**Aim**
Copy everything from the start of the records down to the line containing "248 166 L 248", and shift every coordinate in the answers by adding 132 to it.

**Dataset rows**
==*==

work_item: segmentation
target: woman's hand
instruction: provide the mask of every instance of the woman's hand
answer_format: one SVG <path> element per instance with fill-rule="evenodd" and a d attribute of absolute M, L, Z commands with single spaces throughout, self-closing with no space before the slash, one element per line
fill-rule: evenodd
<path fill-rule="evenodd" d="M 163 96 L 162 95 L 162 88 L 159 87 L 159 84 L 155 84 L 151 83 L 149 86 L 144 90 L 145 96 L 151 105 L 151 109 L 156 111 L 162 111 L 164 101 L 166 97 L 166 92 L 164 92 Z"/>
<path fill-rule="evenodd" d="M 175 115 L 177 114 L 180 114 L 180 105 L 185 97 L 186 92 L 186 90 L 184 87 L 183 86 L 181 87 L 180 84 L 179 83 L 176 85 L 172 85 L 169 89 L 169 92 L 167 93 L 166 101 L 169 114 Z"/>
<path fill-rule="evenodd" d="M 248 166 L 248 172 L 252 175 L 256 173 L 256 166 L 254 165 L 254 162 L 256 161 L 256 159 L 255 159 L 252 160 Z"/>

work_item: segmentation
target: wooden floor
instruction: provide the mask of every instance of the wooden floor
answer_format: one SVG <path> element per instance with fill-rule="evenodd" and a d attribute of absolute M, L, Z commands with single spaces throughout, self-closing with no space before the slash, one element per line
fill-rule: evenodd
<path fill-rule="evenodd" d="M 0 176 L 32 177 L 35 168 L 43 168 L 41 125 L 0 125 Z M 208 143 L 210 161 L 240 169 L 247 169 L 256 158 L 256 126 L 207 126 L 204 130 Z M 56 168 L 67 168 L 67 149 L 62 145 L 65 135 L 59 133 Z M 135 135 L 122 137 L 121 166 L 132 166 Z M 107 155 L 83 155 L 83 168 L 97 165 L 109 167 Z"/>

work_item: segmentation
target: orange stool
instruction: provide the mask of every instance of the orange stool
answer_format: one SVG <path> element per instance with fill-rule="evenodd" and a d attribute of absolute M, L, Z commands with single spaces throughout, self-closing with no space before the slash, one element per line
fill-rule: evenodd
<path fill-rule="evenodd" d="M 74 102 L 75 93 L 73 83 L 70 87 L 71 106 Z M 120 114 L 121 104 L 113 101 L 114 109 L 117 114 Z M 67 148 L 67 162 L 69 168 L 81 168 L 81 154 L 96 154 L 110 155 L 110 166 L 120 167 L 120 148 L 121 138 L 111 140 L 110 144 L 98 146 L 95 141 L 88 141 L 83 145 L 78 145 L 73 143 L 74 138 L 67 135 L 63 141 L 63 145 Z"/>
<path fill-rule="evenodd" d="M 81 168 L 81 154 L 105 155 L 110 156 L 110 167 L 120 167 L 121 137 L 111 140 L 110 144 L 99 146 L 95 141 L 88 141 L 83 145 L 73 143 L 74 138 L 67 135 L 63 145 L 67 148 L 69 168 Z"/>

==*==

**Task output**
work_item: segmentation
target: woman's hand
instruction: provide the mask of every instance of the woman's hand
answer_format: one SVG <path> element per instance with fill-rule="evenodd" and a d attribute of absolute M, L, Z commands with single spaces throughout, self-closing with no space before the slash, one element per line
fill-rule: evenodd
<path fill-rule="evenodd" d="M 295 228 L 294 227 L 294 220 L 291 219 L 291 216 L 287 216 L 283 215 L 281 218 L 276 222 L 277 228 L 283 237 L 283 241 L 288 243 L 294 243 L 296 233 L 298 229 L 298 224 L 296 224 Z"/>
<path fill-rule="evenodd" d="M 307 247 L 309 246 L 312 246 L 312 237 L 317 229 L 318 224 L 318 222 L 316 219 L 315 218 L 313 219 L 312 216 L 311 215 L 308 217 L 304 217 L 301 221 L 301 224 L 299 225 L 298 233 L 301 246 Z"/>
<path fill-rule="evenodd" d="M 380 298 L 380 304 L 384 307 L 388 305 L 388 298 L 386 297 L 386 294 L 388 293 L 388 291 L 387 291 L 384 292 Z"/>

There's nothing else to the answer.